| Task item |
A single number is wanted: how many lines of the records below contain the word "tulip".

----- Entries supplied -----

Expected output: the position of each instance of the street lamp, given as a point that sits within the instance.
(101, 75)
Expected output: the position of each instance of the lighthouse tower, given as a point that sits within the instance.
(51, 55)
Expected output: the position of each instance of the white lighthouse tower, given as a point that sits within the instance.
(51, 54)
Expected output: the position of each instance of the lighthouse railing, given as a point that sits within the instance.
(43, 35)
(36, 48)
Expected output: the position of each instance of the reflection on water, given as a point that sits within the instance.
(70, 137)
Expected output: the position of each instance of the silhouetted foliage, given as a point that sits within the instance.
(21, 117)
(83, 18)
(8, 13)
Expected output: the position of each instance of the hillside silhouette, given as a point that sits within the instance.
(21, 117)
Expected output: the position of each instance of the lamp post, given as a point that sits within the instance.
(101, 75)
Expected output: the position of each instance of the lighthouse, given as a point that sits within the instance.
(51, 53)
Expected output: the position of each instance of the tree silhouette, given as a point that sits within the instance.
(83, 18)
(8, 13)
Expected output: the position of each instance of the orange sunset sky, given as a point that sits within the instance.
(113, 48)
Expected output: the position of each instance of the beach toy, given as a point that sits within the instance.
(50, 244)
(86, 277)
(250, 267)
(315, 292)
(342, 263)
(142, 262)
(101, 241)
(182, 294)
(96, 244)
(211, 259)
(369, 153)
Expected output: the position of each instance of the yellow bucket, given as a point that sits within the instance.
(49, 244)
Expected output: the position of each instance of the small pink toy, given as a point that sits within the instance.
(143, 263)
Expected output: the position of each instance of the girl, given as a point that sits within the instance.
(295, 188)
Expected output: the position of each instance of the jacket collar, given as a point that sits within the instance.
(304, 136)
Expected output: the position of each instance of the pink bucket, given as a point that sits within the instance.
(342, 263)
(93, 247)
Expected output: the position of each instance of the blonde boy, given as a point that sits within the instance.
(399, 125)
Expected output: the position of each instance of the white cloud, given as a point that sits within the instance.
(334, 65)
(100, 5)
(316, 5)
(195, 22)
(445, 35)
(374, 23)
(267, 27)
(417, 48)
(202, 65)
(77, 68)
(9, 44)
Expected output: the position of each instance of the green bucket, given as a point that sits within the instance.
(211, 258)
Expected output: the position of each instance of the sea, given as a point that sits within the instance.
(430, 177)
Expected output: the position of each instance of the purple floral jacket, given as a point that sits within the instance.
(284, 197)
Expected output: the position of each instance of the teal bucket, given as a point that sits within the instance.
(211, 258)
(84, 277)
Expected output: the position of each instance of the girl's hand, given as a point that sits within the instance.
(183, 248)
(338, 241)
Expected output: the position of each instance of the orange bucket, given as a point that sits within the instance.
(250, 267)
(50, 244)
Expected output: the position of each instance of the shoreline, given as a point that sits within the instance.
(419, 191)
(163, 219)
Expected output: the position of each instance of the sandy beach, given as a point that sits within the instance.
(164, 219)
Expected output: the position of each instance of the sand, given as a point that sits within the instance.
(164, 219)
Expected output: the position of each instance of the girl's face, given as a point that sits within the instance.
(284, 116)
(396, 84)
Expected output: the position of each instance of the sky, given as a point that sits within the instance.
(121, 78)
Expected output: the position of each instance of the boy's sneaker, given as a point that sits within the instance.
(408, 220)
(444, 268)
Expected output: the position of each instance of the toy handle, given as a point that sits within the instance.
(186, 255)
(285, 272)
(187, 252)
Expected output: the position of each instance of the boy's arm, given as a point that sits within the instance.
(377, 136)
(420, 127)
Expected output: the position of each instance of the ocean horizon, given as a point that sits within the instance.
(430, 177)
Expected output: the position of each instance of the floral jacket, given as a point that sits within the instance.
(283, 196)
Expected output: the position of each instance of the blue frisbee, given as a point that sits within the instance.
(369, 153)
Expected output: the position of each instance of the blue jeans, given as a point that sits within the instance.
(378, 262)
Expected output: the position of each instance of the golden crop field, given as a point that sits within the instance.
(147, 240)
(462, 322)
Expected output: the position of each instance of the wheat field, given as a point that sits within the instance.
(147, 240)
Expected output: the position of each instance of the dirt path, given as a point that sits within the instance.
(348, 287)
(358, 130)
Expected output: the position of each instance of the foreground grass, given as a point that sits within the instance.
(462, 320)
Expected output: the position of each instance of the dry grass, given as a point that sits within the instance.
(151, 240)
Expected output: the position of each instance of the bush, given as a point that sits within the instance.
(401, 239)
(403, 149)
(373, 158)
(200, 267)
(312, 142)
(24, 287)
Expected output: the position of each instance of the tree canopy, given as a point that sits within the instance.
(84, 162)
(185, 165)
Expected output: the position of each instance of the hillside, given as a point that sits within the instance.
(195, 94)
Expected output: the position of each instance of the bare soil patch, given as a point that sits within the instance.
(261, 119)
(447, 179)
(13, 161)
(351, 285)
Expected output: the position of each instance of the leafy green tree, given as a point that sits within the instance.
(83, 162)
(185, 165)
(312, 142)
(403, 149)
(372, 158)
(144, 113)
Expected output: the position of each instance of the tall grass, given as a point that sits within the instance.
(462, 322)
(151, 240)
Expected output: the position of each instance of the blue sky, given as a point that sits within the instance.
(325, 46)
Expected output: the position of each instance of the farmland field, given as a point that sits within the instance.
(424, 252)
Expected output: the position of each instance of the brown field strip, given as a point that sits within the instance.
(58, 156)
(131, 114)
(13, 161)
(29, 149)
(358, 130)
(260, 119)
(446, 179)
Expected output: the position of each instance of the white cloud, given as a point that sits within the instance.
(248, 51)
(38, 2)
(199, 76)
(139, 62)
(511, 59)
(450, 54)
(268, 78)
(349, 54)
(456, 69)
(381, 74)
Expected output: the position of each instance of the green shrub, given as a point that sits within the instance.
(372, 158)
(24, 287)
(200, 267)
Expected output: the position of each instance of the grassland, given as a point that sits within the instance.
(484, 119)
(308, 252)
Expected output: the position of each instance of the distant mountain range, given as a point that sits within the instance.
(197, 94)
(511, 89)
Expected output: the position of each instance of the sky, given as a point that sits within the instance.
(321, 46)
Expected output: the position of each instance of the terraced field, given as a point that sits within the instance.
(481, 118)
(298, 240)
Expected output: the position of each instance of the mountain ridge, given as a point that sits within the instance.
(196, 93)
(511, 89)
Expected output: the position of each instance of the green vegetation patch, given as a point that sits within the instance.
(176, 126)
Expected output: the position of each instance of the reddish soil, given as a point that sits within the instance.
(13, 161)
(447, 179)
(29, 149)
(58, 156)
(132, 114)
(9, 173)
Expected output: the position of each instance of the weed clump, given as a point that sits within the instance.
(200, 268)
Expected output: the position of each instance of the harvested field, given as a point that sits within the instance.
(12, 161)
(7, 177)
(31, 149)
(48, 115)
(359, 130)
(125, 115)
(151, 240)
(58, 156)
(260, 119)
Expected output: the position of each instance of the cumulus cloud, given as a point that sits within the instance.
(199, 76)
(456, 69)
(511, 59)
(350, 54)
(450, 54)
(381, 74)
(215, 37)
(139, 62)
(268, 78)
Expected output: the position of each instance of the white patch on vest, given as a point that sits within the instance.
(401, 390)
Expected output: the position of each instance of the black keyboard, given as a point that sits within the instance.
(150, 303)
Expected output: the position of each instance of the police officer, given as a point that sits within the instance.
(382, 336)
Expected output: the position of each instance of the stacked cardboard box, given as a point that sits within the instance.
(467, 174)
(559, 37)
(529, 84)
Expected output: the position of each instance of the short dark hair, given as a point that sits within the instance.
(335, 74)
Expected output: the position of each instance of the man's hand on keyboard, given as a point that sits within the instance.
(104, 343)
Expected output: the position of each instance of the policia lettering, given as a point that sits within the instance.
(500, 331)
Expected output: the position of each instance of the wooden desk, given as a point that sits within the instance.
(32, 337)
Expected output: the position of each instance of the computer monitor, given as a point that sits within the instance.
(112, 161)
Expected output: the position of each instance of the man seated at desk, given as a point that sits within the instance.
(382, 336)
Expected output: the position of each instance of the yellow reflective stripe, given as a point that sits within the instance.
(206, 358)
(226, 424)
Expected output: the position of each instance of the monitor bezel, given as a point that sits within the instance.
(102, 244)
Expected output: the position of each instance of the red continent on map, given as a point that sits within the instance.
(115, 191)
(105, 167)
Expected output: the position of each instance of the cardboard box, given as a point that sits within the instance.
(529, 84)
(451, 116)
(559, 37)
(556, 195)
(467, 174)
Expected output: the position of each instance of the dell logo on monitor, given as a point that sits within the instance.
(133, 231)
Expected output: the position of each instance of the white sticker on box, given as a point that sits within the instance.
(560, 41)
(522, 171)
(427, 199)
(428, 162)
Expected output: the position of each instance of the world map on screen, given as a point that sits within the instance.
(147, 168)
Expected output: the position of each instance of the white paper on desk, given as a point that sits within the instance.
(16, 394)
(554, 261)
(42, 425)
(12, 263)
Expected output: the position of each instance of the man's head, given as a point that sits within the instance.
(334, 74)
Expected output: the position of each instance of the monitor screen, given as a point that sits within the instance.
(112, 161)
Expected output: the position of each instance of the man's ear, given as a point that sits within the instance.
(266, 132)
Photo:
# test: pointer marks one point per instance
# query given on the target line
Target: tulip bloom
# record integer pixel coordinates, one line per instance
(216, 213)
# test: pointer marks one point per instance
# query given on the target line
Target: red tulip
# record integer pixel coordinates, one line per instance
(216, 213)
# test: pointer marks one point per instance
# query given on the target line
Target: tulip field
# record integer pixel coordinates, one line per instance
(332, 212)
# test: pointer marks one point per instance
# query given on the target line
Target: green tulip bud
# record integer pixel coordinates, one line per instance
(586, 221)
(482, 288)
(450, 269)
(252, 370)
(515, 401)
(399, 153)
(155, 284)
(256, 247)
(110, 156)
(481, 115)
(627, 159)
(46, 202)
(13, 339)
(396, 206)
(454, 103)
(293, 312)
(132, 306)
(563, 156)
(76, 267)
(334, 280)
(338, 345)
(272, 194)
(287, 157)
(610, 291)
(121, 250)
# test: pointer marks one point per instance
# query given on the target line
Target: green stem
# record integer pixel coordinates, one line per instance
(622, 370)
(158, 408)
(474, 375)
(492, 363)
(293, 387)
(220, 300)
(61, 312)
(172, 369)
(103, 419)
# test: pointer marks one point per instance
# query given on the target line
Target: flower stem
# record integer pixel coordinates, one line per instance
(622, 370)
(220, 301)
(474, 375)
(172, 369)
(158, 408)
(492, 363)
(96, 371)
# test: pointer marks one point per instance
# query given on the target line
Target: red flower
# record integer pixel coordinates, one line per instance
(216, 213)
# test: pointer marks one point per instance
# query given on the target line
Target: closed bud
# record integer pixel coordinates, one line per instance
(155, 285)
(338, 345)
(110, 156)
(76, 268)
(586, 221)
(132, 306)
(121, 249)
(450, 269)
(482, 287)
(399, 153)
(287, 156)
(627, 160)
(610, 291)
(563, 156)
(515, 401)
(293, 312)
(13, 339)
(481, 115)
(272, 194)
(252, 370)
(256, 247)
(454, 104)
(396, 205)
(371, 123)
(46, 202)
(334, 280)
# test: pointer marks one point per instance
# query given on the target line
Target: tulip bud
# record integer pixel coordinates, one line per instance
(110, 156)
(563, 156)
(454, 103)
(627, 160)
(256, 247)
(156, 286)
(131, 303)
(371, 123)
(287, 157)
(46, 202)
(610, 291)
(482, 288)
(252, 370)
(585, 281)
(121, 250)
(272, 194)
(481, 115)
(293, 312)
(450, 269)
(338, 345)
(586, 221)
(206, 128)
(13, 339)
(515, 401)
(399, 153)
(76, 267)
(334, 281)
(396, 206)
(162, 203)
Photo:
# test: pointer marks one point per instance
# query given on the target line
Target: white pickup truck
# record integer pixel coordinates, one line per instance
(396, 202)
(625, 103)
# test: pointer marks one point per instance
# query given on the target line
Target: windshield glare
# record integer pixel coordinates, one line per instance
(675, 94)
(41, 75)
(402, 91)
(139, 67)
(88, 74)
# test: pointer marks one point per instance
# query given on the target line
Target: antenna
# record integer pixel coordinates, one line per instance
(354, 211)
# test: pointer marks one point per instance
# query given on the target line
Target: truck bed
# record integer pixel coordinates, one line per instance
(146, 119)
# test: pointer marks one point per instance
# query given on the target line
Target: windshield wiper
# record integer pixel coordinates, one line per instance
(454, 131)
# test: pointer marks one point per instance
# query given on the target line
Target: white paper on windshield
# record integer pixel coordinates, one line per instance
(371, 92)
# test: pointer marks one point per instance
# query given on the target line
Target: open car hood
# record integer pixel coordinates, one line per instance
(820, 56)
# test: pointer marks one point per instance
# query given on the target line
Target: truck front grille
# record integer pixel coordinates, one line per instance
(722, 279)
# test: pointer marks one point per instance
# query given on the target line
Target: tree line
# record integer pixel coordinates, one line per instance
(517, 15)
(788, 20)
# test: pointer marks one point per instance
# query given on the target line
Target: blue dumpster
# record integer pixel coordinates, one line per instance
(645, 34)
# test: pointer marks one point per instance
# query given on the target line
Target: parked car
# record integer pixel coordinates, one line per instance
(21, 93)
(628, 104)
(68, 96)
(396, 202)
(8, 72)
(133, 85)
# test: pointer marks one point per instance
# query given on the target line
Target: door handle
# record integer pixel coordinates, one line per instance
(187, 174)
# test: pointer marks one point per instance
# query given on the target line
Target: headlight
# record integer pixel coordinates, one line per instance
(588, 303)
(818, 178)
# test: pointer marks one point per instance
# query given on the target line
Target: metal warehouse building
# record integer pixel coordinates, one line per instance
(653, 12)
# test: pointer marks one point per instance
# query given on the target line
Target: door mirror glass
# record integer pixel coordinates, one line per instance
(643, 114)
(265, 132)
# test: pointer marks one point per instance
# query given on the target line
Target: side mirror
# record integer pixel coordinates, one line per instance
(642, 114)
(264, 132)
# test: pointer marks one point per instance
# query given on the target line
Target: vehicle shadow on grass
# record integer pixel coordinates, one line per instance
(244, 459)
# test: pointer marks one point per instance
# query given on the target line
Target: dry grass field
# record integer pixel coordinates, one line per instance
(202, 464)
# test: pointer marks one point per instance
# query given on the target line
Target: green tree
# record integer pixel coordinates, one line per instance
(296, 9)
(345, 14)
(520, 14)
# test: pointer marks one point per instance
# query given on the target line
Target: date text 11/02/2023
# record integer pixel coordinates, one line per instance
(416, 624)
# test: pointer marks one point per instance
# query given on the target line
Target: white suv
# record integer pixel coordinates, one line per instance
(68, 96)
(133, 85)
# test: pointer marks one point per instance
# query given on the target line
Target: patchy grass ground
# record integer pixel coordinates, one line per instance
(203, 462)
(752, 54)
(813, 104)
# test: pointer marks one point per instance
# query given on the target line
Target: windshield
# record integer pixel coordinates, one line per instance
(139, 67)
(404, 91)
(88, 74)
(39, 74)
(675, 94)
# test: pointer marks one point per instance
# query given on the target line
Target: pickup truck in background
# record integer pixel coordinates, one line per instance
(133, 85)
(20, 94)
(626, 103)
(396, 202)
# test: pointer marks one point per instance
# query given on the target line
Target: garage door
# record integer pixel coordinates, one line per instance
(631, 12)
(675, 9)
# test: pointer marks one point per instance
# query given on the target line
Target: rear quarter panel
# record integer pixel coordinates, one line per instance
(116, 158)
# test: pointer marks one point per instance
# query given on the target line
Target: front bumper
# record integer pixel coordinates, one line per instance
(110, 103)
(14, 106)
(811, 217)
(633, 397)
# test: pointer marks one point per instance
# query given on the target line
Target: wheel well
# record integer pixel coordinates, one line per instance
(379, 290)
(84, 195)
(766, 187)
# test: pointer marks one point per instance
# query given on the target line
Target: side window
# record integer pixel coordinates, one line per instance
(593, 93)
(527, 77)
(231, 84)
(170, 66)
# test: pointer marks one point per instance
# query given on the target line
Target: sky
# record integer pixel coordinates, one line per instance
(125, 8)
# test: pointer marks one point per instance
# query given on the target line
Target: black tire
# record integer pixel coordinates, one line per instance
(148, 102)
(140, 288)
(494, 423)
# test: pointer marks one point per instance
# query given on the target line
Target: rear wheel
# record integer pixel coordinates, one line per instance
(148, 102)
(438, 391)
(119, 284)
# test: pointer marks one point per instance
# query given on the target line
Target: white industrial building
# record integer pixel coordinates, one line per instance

-----

| Your response |
5